Search the data for the word "chimney" and copy out every line that has it.

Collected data
_____

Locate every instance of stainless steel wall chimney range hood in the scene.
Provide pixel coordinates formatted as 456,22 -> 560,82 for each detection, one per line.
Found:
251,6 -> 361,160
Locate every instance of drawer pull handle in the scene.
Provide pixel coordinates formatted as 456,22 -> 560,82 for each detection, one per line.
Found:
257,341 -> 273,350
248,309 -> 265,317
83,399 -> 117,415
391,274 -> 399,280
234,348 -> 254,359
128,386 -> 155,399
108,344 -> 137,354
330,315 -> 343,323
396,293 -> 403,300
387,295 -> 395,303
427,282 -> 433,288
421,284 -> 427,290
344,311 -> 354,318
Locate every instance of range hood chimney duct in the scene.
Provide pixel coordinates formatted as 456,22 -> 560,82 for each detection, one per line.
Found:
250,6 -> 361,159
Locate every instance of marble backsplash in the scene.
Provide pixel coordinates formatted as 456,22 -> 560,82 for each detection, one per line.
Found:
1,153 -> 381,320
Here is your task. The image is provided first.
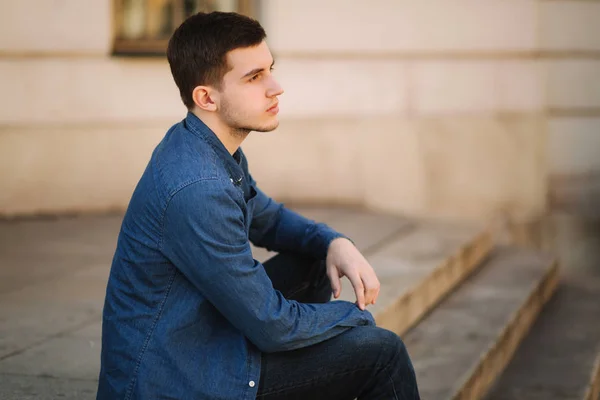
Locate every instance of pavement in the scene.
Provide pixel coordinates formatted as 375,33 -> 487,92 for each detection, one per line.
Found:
0,213 -> 115,399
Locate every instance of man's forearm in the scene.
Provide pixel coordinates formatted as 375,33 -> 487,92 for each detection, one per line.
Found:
253,206 -> 349,260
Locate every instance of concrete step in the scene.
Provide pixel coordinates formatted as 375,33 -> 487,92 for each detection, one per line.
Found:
404,246 -> 559,400
485,275 -> 600,400
251,206 -> 414,261
345,220 -> 492,336
252,208 -> 493,336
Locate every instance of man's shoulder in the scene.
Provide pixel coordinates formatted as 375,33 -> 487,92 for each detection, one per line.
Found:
152,122 -> 226,198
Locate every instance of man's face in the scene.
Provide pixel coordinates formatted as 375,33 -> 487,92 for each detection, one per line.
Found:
216,41 -> 283,133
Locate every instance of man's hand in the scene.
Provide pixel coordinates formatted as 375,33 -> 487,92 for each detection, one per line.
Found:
326,238 -> 380,310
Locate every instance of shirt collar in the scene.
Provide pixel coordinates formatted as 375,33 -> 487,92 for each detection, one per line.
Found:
184,111 -> 244,185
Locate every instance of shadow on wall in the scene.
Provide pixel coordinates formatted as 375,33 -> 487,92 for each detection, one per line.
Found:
496,210 -> 600,279
549,172 -> 600,218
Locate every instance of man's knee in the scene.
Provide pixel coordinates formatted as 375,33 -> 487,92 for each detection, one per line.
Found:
356,327 -> 419,395
350,325 -> 401,345
377,328 -> 406,354
348,326 -> 411,368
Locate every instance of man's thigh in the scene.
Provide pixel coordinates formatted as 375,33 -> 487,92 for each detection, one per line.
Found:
257,326 -> 416,400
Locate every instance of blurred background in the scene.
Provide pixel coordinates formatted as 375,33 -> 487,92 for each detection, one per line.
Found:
0,0 -> 598,222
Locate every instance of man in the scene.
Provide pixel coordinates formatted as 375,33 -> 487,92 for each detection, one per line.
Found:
97,11 -> 420,400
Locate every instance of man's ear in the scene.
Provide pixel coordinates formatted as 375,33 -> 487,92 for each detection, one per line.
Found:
192,86 -> 218,112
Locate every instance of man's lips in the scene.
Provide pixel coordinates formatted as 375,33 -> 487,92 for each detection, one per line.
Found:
266,103 -> 279,113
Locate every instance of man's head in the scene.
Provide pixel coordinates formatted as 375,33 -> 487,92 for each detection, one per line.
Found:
167,12 -> 283,134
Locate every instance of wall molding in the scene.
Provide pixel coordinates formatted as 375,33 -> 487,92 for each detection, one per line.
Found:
2,49 -> 600,61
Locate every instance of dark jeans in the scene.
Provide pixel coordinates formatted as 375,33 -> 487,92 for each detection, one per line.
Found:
258,252 -> 421,400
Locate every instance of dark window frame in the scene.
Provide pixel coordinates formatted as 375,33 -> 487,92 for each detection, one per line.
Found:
112,0 -> 256,56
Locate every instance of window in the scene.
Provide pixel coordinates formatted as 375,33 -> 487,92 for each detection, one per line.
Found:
113,0 -> 256,56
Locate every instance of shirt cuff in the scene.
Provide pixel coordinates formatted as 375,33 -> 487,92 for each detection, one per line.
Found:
315,224 -> 355,260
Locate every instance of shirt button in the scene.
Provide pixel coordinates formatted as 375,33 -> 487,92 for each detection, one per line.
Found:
249,380 -> 256,388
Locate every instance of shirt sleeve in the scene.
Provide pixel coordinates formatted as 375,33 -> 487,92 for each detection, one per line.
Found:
248,177 -> 350,260
160,179 -> 374,353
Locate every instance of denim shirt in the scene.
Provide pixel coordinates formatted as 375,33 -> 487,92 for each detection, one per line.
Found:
97,112 -> 375,400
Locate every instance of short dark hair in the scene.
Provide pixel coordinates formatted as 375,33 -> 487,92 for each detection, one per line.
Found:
167,12 -> 267,109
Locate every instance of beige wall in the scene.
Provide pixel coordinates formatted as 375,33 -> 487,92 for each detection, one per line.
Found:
0,1 -> 113,54
253,0 -> 546,221
0,0 -> 597,220
0,1 -> 179,215
541,1 -> 600,212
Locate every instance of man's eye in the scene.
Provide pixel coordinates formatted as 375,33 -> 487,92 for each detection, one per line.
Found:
250,74 -> 260,82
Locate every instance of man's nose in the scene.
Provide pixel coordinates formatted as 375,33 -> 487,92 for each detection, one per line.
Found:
267,77 -> 284,97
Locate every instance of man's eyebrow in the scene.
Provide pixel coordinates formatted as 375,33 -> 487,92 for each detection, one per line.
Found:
241,60 -> 275,79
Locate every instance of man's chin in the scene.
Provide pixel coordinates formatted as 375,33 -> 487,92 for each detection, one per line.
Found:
250,120 -> 279,133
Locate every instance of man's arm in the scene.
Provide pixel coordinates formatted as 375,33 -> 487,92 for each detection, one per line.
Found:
247,176 -> 381,310
239,148 -> 344,258
248,177 -> 345,260
160,179 -> 374,353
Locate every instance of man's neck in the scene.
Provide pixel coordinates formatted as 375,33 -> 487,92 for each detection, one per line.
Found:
192,110 -> 248,155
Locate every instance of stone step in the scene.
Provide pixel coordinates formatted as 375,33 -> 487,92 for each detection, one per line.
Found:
336,218 -> 492,335
251,206 -> 414,261
251,207 -> 493,336
485,275 -> 600,400
404,246 -> 559,400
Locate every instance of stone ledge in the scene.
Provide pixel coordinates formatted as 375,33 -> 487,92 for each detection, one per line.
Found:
375,230 -> 492,336
404,247 -> 559,399
454,260 -> 559,400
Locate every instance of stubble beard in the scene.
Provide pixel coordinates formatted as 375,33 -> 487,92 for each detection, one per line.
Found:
221,98 -> 279,136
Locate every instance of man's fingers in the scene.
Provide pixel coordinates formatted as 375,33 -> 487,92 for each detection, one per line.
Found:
327,266 -> 342,299
361,269 -> 381,306
364,285 -> 379,306
347,273 -> 366,310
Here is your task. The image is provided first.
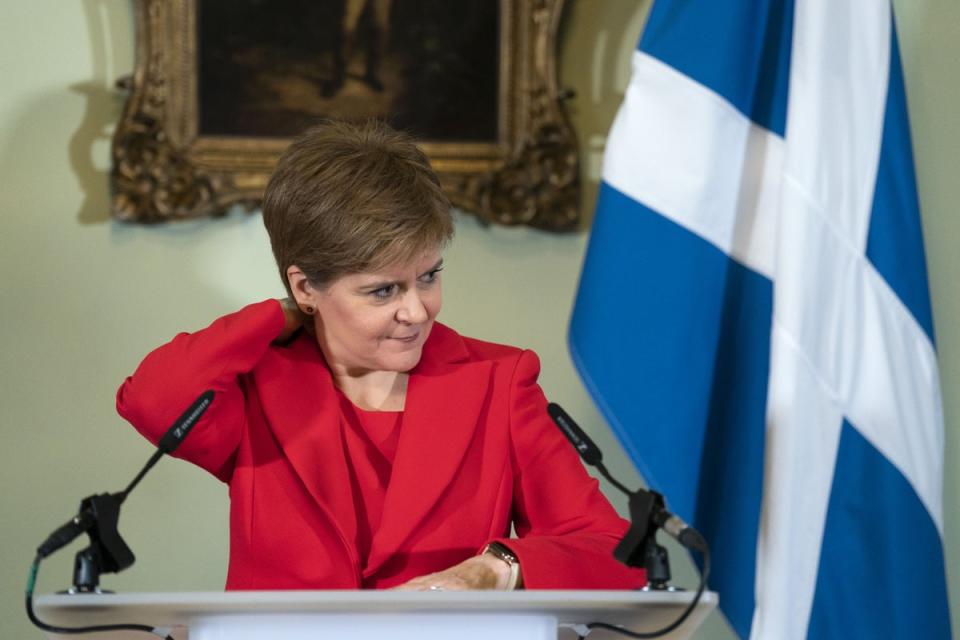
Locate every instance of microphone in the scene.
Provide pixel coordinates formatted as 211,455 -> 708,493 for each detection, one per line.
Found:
36,391 -> 215,561
547,403 -> 603,465
28,391 -> 215,639
546,403 -> 711,634
158,390 -> 214,454
546,402 -> 706,553
117,390 -> 215,502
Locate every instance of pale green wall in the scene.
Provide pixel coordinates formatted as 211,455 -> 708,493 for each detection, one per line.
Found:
0,2 -> 955,639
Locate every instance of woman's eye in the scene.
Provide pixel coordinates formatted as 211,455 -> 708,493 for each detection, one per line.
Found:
419,268 -> 443,284
371,284 -> 396,299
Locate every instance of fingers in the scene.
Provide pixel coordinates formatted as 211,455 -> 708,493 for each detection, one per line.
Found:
390,557 -> 499,590
390,574 -> 472,591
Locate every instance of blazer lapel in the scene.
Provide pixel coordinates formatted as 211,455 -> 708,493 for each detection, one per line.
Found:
363,325 -> 493,577
253,333 -> 359,555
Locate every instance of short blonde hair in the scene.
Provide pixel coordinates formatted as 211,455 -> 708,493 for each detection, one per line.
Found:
262,120 -> 454,294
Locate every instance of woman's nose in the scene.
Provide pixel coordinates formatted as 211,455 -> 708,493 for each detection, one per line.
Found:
396,289 -> 428,324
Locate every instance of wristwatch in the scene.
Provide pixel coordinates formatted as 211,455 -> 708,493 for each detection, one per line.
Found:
482,542 -> 520,590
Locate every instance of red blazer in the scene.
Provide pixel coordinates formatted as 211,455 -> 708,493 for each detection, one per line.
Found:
117,300 -> 645,590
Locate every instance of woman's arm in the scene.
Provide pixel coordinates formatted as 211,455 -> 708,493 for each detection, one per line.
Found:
116,299 -> 288,482
391,349 -> 645,591
490,350 -> 647,589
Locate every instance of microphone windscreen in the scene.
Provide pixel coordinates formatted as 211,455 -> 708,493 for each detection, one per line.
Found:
158,390 -> 214,454
547,402 -> 604,466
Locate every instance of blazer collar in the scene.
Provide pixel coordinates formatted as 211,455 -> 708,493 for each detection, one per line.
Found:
365,322 -> 493,576
253,335 -> 360,564
364,355 -> 492,577
258,323 -> 491,579
413,321 -> 471,370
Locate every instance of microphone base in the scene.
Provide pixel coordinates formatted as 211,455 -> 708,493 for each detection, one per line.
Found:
614,489 -> 675,590
643,541 -> 672,588
71,545 -> 104,594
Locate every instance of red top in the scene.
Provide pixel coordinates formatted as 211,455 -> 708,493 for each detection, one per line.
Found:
337,393 -> 403,571
117,300 -> 646,590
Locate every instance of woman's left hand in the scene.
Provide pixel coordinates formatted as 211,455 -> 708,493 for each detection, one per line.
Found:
390,554 -> 511,591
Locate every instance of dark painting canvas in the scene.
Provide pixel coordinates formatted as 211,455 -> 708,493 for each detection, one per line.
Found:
198,0 -> 500,141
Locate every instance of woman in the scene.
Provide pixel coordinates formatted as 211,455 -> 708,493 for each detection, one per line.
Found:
117,120 -> 645,591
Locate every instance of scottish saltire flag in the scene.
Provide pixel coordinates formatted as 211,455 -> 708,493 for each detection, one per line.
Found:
569,1 -> 951,638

_____

### [EXERCISE RESULT]
Locate every instance of stainless steel wall chimney range hood in the scene.
Locate every instance of range hood chimney duct in the scene.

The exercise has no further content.